## Information provided:
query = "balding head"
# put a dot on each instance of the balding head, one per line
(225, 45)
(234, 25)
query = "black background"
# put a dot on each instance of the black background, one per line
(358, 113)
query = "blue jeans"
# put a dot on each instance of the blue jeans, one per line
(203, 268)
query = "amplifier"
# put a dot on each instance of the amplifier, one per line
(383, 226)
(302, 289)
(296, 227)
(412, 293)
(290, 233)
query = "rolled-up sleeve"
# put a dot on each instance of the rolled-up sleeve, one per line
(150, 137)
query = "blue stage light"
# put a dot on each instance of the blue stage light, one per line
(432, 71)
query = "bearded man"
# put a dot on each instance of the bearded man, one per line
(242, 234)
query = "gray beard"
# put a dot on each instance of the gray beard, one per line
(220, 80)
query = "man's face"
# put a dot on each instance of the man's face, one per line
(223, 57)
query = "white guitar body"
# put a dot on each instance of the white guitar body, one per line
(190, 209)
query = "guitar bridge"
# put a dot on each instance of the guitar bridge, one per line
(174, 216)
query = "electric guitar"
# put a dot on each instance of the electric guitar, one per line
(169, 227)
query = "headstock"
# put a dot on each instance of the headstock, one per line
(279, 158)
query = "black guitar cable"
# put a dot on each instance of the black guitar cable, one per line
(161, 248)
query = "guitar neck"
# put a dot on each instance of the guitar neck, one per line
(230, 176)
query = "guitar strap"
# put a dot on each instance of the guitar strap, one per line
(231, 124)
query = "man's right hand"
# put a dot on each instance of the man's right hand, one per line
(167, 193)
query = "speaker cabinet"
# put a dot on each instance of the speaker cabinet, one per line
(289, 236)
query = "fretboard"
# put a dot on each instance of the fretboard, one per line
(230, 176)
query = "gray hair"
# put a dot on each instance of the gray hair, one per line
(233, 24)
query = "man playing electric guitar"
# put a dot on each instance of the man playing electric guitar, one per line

...

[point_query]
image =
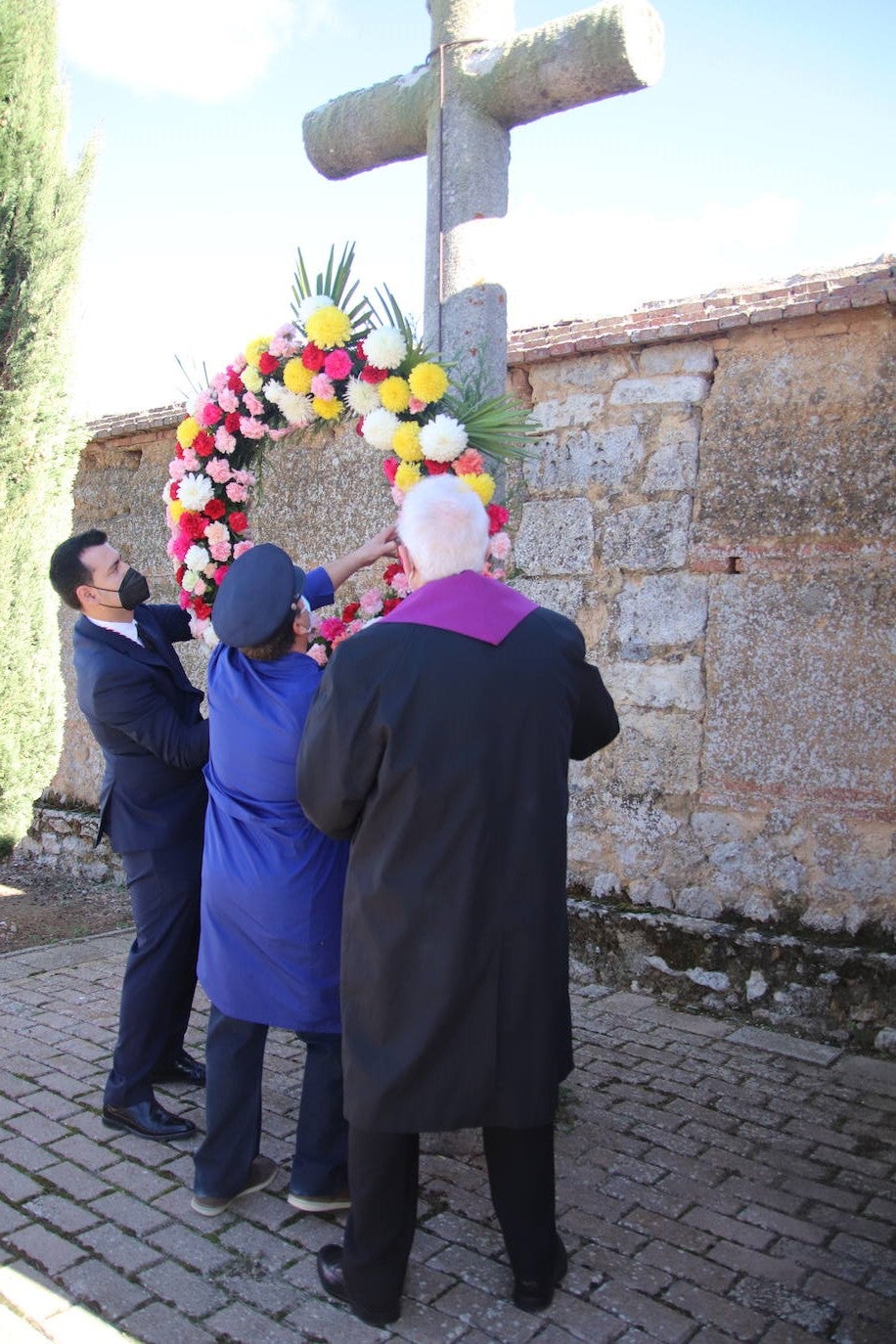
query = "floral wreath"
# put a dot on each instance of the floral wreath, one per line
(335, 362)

--

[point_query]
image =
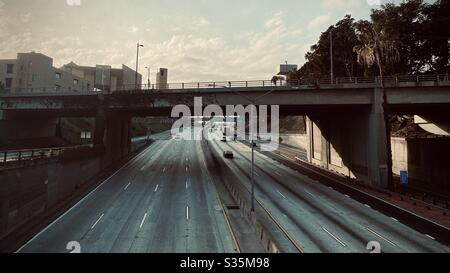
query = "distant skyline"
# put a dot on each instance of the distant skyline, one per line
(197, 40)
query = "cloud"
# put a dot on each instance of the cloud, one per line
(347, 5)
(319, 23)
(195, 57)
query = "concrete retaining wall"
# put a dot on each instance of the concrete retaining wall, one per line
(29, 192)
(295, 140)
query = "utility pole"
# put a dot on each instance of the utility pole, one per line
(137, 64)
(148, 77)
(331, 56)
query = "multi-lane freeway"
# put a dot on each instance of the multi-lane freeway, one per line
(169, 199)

## Written problem:
List every line of the listing above that contains the string "wall", treating uppercase and lowercase as different.

## Output of the task:
query = "concrete retaining wall"
# put a dot on each instance of the concrete retaining wall, one per line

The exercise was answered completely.